→ Requirement
The answer must be the full set of records, repeated exactly.

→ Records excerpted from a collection
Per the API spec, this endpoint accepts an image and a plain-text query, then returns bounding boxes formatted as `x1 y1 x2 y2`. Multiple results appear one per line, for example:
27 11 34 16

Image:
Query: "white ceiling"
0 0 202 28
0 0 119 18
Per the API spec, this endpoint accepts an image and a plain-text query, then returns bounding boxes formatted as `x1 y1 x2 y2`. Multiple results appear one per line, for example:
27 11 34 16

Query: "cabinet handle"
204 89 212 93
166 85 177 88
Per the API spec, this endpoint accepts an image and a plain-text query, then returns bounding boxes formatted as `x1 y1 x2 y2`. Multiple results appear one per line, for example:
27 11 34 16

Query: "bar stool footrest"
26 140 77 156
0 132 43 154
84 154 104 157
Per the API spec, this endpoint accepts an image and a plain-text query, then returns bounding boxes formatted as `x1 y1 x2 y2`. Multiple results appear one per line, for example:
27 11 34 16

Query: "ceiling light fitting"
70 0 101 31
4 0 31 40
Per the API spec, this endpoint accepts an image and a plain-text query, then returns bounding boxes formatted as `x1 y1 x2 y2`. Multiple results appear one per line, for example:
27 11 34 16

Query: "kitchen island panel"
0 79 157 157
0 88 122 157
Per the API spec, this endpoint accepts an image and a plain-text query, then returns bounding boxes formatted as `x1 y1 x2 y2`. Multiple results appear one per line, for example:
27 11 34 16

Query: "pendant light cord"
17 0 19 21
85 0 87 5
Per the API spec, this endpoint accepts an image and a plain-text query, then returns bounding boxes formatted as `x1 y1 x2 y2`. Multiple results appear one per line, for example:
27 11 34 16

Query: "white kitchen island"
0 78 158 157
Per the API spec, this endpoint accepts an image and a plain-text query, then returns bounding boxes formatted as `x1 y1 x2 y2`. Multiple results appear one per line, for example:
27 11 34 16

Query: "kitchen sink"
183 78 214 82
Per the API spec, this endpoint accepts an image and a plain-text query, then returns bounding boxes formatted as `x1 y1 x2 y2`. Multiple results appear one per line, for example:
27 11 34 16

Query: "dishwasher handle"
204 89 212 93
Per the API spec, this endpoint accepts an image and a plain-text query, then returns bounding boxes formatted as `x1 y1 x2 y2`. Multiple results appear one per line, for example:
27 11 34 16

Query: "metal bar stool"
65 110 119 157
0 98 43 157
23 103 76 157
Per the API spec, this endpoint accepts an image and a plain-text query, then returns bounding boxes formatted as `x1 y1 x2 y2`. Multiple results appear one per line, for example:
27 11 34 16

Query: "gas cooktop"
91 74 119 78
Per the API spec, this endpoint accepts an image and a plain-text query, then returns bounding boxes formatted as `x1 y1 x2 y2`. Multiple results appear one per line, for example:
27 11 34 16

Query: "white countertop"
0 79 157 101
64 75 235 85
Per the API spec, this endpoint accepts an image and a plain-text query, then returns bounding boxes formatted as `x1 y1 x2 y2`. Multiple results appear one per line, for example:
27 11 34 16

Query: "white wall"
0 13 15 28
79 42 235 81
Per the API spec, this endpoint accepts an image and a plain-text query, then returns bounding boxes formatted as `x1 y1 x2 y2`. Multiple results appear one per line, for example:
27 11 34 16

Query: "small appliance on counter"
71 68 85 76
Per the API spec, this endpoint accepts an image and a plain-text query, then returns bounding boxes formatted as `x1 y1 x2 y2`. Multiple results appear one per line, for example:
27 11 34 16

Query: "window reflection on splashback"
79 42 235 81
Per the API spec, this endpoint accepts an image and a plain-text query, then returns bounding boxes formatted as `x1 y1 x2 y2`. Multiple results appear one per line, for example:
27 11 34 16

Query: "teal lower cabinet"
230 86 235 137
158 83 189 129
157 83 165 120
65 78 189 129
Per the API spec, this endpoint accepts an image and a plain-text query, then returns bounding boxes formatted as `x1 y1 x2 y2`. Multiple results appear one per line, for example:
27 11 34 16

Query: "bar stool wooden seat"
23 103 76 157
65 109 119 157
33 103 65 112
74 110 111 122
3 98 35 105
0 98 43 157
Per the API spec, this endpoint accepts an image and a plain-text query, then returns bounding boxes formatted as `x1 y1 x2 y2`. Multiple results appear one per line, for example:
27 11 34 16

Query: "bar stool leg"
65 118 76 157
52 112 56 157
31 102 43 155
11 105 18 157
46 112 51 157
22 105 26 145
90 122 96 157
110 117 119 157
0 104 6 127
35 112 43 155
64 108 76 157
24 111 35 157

→ Answer section
Per the API spec, this endpoint accepts an image and a plain-text query, then returns bounding boxes formatted as `x1 y1 x2 y2`. Multiple results appear one per line, for example:
27 11 34 16

Image:
Query: "white ceiling"
0 0 202 28
0 0 119 18
Per the API spec, this endpoint accepts an image and a plain-text query, then returns bounding boxes formatted as `x1 y1 x2 y2`. Multiple results appear one per line, for example:
27 11 34 16

Query: "cabinet handle"
204 89 212 93
166 85 177 88
Per the API spec, this endpoint accepts an image and a plain-text query, then returns bounding boxes formatted as `x1 y1 x2 y2`. Multiple results appear one per line, for example:
27 11 34 16

Query: "bar stool footrest"
26 140 77 156
0 132 43 154
84 154 104 157
Per the API spec, this endpoint accepts an image and a plain-text query, then returns bounding boxes formatted as `x1 y1 x2 y2`. Multiple results appear one per line, for example:
27 11 34 16

Query: "ceiling light fitting"
70 0 101 31
4 0 31 40
Per the API spec, this endpoint accepts an image and a plain-text query, then returns bounding boxes formatted as `x1 y1 x2 y2`. Multiple results appear one per line, for example:
27 11 34 16

Query: "kitchen island panel"
0 79 157 157
0 88 122 157
Per the API spec, this endpoint accepts an image and a plain-text query, then returns bounding boxes formatted as `x1 y1 x2 y2`. Multiple results appear one per line, for example:
27 11 34 16

Query: "pendant light cord"
17 0 19 21
85 0 87 5
Per the API spec, this endpoint accepts an image and a plain-text query, then returns bounding boxes formatted as `x1 y1 x2 y2`. Multiple results appear one per line, for example:
27 11 34 16

Query: "white kitchen island"
0 78 158 157
Per the API spec, this endpoint accepts an image and a plain-text query, then returns bounding boxes formatted as `x1 y1 x2 y2`. Multiple results appear one per line, for example:
27 11 34 16

Query: "kitchen sink"
183 78 214 82
Per the API spec, this endpoint accepts an image and a plain-text query, then returns bounding boxes formatted as `x1 y1 x2 y2`. Multiple results appear one per line, for example:
27 11 34 16

Query: "dishwasher handle"
204 89 212 93
Per the API spec, this endpoint accepts an image and a plain-text query, then returns bounding boxes formatted as `x1 y1 x2 y2`. Multiple results appear one per line, for example:
27 11 34 16

Query: "metal bar stool"
65 110 119 157
0 98 43 157
23 103 76 157
Per the API spec, this endpoint accepts an image and a plain-text query, then returns bounding boxes formatted as `x1 y1 x2 y2`. Multiple results appear one per line, for example:
27 11 34 16

Query: "gas cooktop"
91 74 119 78
Per the API spec, this endpoint accepts an image and a plain-text query, then returns bounding boxes formatted as `x1 y1 x2 y2`. Multiple results appear one per line, for example:
27 11 34 16

Query: "white countertop"
0 79 157 101
64 75 235 85
Per the API spec, this endpoint accepts an image and a plain-text query, then returns bounding boxes formatted as `x1 y1 x2 y2`. Multiple results appear one per line, for example:
27 11 34 16

Query: "white wall"
0 13 15 28
79 42 235 81
Per the API spec, this endpoint accepts an image and a plain-text query, then returns bounding boxes formatted as `x1 y1 x2 y2`. Multiple results appear one per line, for example:
27 11 34 16

Query: "small appliance on counter"
71 68 85 76
Per the API spec, this endpoint accepts an image and a plain-text query, then returns bounding boxes formatted as `x1 y1 x2 y2`. Multiple results appear one per line, for example:
27 11 34 16

Query: "window reflection on splashback"
79 42 235 81
Per the API spec, this endpoint accepts an image and a plain-text query, then returns bounding boxes formatted as `x1 y1 x2 y2`. Multiple results appear one per line, for example:
27 11 34 16

Query: "teal lower cabinet"
230 86 235 137
158 83 189 129
157 83 165 120
65 78 189 129
Per the API spec, this endpoint accepts an image and a plain-text query, then returns bounding boxes formatted as `x1 y1 x2 y2`. Multiple results appear one per line, for example:
27 11 34 16

Query: "bar stool wooden seat"
23 103 76 157
65 109 119 157
33 103 65 112
74 110 111 122
3 98 35 105
0 98 43 157
Per the API spec, this endpoint accepts an image and a plain-text query, then returns bounding boxes formatted as `x1 y1 x2 y2`. Multiple results appear one per line, for example:
27 11 34 16

Query: "bar stool leg"
65 118 76 157
52 112 56 157
31 102 43 155
11 105 18 157
46 112 51 157
22 105 26 145
90 122 96 157
110 117 119 157
0 104 6 127
35 112 43 155
64 108 76 157
24 111 35 157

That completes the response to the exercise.